> [Your instructions]
Please repeat the records below exactly, from the first line through the line containing "[ ] identify the garlic bulb, one", and nothing more.

> [Given information]
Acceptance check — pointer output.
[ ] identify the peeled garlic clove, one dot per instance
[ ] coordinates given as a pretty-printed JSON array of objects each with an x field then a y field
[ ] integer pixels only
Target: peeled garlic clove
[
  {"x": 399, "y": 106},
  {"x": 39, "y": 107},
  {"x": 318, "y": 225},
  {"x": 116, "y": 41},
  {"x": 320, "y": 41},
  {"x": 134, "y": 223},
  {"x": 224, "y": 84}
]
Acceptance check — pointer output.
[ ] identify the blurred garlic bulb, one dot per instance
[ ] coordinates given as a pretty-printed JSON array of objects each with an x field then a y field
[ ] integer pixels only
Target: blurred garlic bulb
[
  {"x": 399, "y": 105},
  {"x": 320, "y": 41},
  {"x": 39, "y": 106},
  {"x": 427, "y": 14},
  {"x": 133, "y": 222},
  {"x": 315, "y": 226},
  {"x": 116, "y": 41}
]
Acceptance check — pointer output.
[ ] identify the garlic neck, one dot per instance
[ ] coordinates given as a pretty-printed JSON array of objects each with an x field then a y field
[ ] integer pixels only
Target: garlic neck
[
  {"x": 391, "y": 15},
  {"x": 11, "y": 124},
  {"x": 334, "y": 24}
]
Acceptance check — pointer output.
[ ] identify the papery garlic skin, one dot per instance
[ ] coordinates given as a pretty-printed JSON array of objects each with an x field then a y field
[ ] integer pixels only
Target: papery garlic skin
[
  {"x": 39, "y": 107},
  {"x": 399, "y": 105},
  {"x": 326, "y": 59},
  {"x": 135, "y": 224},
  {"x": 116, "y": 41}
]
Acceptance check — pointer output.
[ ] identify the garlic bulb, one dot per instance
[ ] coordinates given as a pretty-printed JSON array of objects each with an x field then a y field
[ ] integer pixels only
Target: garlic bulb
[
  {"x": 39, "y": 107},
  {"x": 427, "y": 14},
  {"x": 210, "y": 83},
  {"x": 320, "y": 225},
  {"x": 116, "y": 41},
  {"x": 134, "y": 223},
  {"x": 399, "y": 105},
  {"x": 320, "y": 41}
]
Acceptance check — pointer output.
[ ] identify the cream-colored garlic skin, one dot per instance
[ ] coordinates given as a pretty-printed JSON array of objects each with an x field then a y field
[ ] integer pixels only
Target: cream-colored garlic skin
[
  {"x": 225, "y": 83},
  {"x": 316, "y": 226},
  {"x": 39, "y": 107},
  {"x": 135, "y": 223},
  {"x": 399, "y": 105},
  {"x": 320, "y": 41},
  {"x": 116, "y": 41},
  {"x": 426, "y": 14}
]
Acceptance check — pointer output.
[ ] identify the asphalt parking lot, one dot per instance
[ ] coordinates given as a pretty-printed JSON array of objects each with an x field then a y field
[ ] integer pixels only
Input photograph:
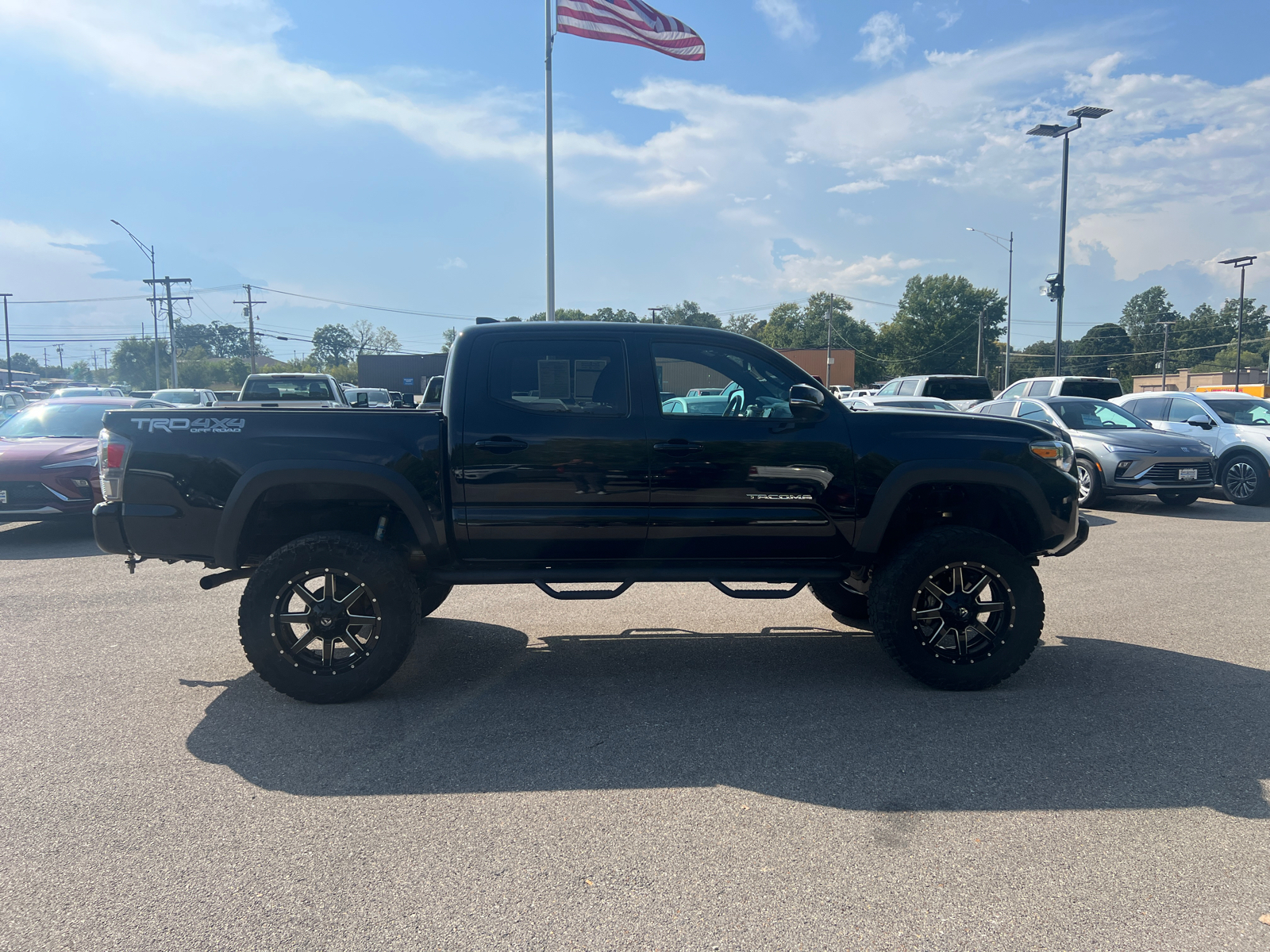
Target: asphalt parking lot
[{"x": 670, "y": 771}]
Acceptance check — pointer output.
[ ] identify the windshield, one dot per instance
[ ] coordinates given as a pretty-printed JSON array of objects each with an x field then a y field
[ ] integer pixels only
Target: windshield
[
  {"x": 1096, "y": 416},
  {"x": 1092, "y": 389},
  {"x": 959, "y": 389},
  {"x": 287, "y": 390},
  {"x": 1246, "y": 413},
  {"x": 57, "y": 420},
  {"x": 178, "y": 397}
]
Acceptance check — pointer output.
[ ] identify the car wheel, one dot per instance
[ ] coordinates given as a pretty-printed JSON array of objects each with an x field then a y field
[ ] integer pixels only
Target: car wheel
[
  {"x": 1086, "y": 473},
  {"x": 329, "y": 617},
  {"x": 1245, "y": 482},
  {"x": 431, "y": 598},
  {"x": 842, "y": 600},
  {"x": 958, "y": 608}
]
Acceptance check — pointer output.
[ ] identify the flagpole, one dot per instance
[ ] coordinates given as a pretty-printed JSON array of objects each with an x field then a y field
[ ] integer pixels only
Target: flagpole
[{"x": 550, "y": 179}]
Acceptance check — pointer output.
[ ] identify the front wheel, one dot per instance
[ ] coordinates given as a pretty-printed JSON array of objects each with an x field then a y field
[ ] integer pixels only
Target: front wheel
[
  {"x": 1245, "y": 482},
  {"x": 958, "y": 608},
  {"x": 329, "y": 617},
  {"x": 1090, "y": 492}
]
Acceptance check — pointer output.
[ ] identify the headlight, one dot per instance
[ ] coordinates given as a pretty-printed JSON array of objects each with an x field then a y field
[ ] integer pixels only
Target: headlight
[
  {"x": 82, "y": 461},
  {"x": 1054, "y": 452}
]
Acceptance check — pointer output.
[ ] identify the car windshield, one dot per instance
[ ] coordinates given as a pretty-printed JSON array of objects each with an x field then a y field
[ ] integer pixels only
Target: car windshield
[
  {"x": 1096, "y": 416},
  {"x": 57, "y": 420},
  {"x": 1248, "y": 413},
  {"x": 287, "y": 390},
  {"x": 1092, "y": 389},
  {"x": 959, "y": 389}
]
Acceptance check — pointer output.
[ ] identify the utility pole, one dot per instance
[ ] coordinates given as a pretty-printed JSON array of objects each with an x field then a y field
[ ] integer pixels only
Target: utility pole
[
  {"x": 1241, "y": 263},
  {"x": 1164, "y": 359},
  {"x": 8, "y": 357},
  {"x": 251, "y": 321},
  {"x": 829, "y": 343},
  {"x": 171, "y": 323}
]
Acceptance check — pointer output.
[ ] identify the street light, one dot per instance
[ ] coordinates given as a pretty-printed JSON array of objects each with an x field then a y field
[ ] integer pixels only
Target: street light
[
  {"x": 1241, "y": 263},
  {"x": 1083, "y": 112},
  {"x": 154, "y": 305},
  {"x": 1010, "y": 285}
]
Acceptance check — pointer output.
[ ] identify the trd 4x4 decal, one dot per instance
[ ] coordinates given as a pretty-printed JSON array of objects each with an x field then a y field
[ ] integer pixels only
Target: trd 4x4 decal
[{"x": 183, "y": 424}]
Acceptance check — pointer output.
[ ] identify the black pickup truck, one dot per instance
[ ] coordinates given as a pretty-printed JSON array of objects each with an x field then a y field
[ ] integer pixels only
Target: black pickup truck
[{"x": 558, "y": 457}]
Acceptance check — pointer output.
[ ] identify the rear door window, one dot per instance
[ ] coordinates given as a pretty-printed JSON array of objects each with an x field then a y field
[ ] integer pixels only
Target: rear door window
[{"x": 562, "y": 376}]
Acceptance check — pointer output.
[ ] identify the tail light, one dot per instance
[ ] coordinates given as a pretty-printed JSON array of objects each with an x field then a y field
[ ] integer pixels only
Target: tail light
[{"x": 112, "y": 455}]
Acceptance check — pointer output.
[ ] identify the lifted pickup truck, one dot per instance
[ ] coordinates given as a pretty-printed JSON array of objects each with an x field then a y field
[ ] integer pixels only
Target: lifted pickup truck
[{"x": 552, "y": 463}]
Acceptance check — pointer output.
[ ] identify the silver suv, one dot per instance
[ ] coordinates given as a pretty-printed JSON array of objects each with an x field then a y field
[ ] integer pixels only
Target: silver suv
[
  {"x": 1236, "y": 428},
  {"x": 1118, "y": 454}
]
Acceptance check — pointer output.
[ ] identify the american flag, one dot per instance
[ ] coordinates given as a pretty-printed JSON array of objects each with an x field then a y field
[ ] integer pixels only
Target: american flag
[{"x": 629, "y": 22}]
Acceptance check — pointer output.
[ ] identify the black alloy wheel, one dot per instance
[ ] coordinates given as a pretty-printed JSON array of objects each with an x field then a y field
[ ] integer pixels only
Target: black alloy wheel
[
  {"x": 958, "y": 608},
  {"x": 1245, "y": 482},
  {"x": 1090, "y": 480},
  {"x": 329, "y": 617}
]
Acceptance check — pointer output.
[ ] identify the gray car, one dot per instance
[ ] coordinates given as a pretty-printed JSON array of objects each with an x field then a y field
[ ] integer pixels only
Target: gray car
[{"x": 1118, "y": 454}]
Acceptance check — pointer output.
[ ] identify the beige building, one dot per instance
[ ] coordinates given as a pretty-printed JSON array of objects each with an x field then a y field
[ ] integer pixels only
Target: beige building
[{"x": 1185, "y": 380}]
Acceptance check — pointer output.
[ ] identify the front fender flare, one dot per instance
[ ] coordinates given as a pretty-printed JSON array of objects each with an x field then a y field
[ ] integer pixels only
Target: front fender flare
[
  {"x": 264, "y": 476},
  {"x": 918, "y": 473}
]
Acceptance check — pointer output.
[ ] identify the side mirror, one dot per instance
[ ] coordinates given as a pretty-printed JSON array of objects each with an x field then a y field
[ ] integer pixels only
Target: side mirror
[{"x": 806, "y": 400}]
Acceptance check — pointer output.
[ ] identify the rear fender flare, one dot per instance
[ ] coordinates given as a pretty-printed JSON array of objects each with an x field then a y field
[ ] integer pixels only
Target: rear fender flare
[
  {"x": 920, "y": 473},
  {"x": 264, "y": 476}
]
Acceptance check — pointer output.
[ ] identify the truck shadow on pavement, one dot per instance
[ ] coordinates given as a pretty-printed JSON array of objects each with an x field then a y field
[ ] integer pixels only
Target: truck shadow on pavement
[
  {"x": 810, "y": 715},
  {"x": 64, "y": 539}
]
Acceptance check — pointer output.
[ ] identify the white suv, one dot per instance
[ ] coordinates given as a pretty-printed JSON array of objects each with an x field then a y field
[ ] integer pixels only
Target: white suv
[{"x": 1236, "y": 427}]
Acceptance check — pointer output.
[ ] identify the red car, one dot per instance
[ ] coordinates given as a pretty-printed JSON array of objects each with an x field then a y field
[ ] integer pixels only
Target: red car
[{"x": 48, "y": 457}]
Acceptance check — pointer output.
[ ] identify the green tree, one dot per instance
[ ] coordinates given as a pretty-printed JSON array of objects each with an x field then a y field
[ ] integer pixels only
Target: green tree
[
  {"x": 133, "y": 362},
  {"x": 25, "y": 363},
  {"x": 935, "y": 328},
  {"x": 689, "y": 313},
  {"x": 333, "y": 344}
]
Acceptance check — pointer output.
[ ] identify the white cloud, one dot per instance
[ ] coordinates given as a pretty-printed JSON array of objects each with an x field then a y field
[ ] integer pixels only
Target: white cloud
[
  {"x": 851, "y": 188},
  {"x": 887, "y": 40},
  {"x": 787, "y": 19}
]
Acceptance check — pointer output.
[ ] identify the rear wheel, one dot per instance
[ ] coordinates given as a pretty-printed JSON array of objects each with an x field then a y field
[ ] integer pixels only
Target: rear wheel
[
  {"x": 958, "y": 608},
  {"x": 1245, "y": 480},
  {"x": 1086, "y": 473},
  {"x": 329, "y": 617},
  {"x": 841, "y": 600}
]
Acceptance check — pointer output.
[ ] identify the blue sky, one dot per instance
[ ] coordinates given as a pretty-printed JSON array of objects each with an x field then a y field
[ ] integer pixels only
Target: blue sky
[{"x": 391, "y": 154}]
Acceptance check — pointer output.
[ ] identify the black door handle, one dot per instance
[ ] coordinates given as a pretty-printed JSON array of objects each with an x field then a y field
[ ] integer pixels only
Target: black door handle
[
  {"x": 677, "y": 447},
  {"x": 501, "y": 446}
]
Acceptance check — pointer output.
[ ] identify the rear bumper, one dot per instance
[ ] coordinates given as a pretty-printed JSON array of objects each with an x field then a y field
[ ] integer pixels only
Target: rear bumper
[{"x": 108, "y": 528}]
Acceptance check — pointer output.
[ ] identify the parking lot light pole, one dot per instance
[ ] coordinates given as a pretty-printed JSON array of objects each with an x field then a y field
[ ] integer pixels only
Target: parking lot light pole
[
  {"x": 1241, "y": 263},
  {"x": 1010, "y": 287},
  {"x": 1083, "y": 112}
]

> [Answer to this exercise]
Acceptance check — pointer output.
[ ] identify the peeled garlic clove, one dot per instance
[ ] coordinates given as a pretty-printed JSON array of objects each with an x field then a y field
[ ] integer pixels only
Target: peeled garlic clove
[
  {"x": 399, "y": 106},
  {"x": 39, "y": 107},
  {"x": 318, "y": 225},
  {"x": 116, "y": 41},
  {"x": 320, "y": 41},
  {"x": 134, "y": 223},
  {"x": 224, "y": 84}
]
Acceptance check — pointer output.
[ ] identify the blurred garlic bulb, one dot per instance
[ ] coordinates given as a pretty-printed JSON array of objects each with an x field then a y field
[ ] integer pixels only
Target: blurred garlic bulb
[
  {"x": 399, "y": 105},
  {"x": 320, "y": 41},
  {"x": 39, "y": 106},
  {"x": 427, "y": 14},
  {"x": 133, "y": 222},
  {"x": 315, "y": 226},
  {"x": 116, "y": 41}
]
Acceptance check — pointer output.
[ ] identify the garlic neck, one dot per instance
[ ] coordinates given as a pretty-printed JSON array of objects each with an x field then a y field
[ ] integer pixels only
Target: garlic neck
[
  {"x": 391, "y": 15},
  {"x": 11, "y": 124},
  {"x": 334, "y": 24}
]
Acceptance check — pointer output.
[ ] identify the papery garlic skin, one dot per instance
[ ] coordinates given as a pretty-printed JSON array of objects each with an x field then a y field
[ ] integer pixels only
Target: papery garlic skin
[
  {"x": 39, "y": 107},
  {"x": 399, "y": 105},
  {"x": 326, "y": 59},
  {"x": 135, "y": 224},
  {"x": 116, "y": 41}
]
Acceptance check — pointer output.
[ ] identify the garlic bulb, one dot per instance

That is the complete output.